## TASK OBJECTIVE
Given the material below, return only the lines starting at the line with "Query: blonde hair" and ending at the line with "the form [611,215].", exactly as they appear.

╔══

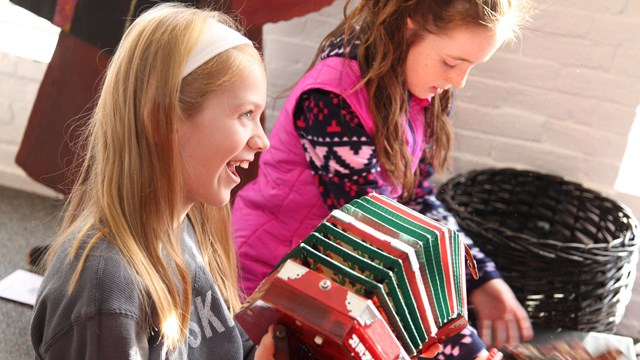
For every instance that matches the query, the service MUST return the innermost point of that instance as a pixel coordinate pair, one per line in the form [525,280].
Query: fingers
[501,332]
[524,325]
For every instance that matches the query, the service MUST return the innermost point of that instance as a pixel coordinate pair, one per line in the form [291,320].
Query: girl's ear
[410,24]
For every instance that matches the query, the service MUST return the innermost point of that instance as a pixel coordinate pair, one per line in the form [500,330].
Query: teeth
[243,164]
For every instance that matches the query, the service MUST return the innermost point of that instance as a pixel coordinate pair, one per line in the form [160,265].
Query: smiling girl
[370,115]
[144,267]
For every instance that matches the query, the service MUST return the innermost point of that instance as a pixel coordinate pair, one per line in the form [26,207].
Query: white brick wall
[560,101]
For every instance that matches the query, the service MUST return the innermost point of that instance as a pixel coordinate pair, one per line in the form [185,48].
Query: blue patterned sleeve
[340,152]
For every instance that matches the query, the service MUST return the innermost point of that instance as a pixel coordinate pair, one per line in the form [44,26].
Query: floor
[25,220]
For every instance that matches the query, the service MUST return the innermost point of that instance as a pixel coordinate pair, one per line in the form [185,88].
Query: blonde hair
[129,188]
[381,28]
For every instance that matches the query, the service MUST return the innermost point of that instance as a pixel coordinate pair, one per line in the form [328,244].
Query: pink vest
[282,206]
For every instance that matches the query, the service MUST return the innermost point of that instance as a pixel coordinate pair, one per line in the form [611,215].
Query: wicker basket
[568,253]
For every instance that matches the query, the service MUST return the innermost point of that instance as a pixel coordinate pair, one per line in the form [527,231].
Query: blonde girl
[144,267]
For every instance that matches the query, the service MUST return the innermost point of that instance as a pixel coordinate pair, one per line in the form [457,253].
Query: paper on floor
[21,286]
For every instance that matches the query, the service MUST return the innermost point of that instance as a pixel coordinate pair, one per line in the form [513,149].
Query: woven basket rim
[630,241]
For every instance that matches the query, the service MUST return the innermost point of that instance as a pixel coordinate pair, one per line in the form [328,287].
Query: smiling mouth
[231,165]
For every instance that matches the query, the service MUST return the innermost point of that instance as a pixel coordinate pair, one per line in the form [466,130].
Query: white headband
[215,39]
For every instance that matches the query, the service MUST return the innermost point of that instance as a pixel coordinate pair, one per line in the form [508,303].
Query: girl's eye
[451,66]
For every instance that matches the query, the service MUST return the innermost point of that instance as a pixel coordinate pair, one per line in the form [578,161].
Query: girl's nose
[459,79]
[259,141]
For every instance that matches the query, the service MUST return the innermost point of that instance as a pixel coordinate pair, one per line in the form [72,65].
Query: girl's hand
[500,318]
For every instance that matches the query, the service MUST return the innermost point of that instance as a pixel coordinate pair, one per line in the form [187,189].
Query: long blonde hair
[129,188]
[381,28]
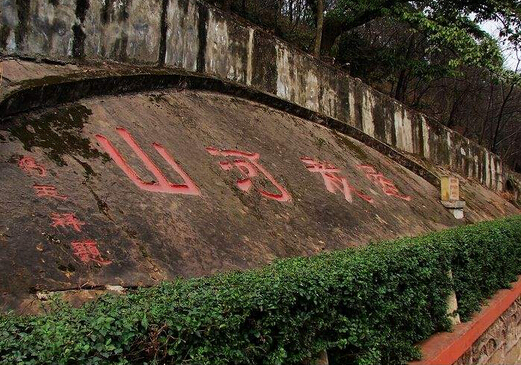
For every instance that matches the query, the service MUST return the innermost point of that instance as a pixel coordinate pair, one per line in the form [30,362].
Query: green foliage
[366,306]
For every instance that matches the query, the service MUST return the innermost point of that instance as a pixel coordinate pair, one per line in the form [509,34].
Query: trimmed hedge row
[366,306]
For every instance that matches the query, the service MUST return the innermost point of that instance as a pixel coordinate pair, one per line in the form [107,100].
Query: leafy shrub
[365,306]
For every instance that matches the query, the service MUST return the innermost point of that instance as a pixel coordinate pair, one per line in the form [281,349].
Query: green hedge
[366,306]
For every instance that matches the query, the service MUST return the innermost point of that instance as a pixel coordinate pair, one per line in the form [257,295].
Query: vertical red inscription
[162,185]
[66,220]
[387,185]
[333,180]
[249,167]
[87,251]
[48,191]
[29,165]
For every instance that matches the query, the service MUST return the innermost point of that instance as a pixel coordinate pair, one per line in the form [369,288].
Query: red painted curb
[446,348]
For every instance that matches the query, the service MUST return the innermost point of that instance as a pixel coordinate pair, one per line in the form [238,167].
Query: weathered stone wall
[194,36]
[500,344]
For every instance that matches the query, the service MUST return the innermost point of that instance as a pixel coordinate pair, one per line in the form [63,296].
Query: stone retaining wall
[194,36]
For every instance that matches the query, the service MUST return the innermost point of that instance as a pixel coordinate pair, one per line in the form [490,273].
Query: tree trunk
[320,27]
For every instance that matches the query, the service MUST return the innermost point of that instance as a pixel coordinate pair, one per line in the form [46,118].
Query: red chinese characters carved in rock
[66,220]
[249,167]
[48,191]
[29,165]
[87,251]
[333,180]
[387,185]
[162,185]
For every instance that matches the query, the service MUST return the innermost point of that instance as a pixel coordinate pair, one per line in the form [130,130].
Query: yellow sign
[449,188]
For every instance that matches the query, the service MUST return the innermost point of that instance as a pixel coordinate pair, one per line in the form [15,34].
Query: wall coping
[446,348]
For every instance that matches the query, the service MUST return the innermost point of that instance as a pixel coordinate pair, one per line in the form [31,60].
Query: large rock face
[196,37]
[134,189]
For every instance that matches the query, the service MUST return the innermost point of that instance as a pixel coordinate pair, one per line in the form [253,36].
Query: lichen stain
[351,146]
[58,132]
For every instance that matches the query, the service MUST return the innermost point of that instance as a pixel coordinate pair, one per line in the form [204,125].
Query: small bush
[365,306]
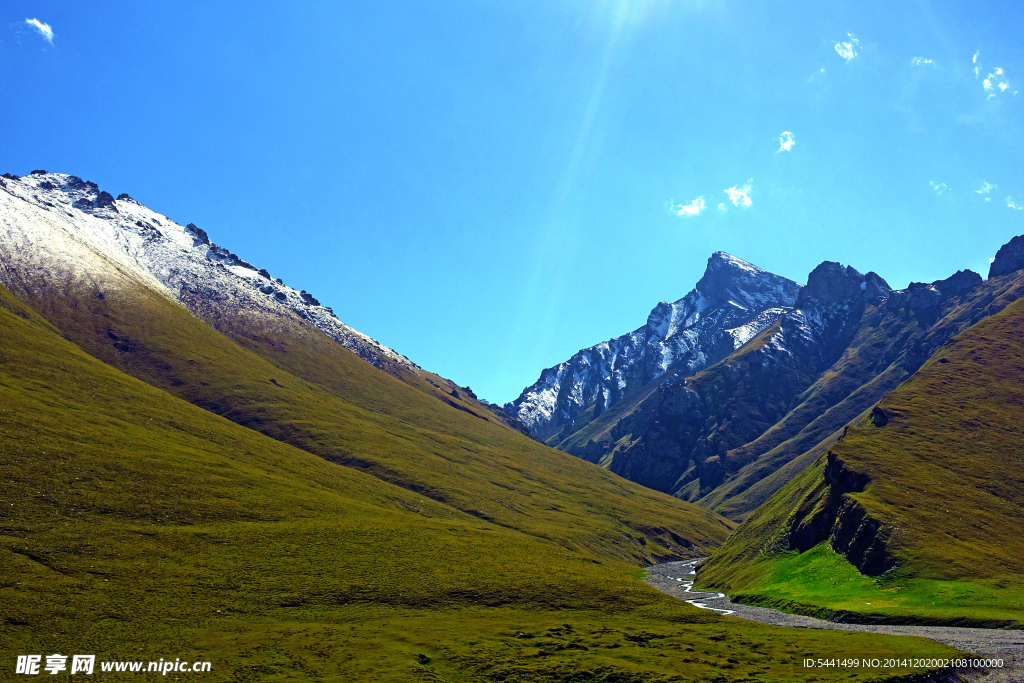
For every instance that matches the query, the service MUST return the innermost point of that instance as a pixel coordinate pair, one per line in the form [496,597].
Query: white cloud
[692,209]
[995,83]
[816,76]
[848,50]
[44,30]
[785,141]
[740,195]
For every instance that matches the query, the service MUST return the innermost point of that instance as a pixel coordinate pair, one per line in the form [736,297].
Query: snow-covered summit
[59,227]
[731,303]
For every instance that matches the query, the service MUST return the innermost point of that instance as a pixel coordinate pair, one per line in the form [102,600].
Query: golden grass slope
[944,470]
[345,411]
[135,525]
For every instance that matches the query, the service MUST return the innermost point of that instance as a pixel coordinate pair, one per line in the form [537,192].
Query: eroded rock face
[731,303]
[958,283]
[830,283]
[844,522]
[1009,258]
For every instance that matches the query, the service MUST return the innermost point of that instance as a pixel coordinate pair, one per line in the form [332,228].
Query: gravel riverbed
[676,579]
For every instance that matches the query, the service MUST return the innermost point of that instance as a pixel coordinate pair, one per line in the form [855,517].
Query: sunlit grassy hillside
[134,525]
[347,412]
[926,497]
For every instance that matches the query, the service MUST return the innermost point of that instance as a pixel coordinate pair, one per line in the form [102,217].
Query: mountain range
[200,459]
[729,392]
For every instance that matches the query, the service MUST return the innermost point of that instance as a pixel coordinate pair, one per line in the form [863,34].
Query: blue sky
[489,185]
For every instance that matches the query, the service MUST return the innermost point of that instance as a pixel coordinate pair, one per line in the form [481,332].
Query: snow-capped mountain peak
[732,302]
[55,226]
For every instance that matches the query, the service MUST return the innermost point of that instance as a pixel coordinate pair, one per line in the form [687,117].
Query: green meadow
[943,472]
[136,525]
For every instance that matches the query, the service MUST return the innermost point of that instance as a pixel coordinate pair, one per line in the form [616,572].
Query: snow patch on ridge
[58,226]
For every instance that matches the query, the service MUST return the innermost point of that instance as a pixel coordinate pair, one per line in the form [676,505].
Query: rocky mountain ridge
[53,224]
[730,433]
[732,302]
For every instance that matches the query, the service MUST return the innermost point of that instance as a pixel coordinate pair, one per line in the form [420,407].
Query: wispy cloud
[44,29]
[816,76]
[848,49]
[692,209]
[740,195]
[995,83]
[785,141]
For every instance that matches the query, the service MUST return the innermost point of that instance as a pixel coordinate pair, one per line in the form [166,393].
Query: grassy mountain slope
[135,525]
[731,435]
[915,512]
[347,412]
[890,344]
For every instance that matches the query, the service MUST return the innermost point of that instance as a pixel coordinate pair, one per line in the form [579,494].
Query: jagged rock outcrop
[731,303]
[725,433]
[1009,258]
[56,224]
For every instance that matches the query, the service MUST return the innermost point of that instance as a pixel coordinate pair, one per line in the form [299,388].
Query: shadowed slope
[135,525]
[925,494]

╚══

## EXERCISE RESPONSE
Query: blonde hair
[129,188]
[381,28]
For every instance that matches the query, the service MUST return the innermost point of that instance as a pixel coordinate pair, one per line in the form [328,244].
Query: pink vest
[282,206]
For every instance that matches the query, the service MUST return the innermost point of that instance as a pixel coordinate pair, one per line in the form [611,215].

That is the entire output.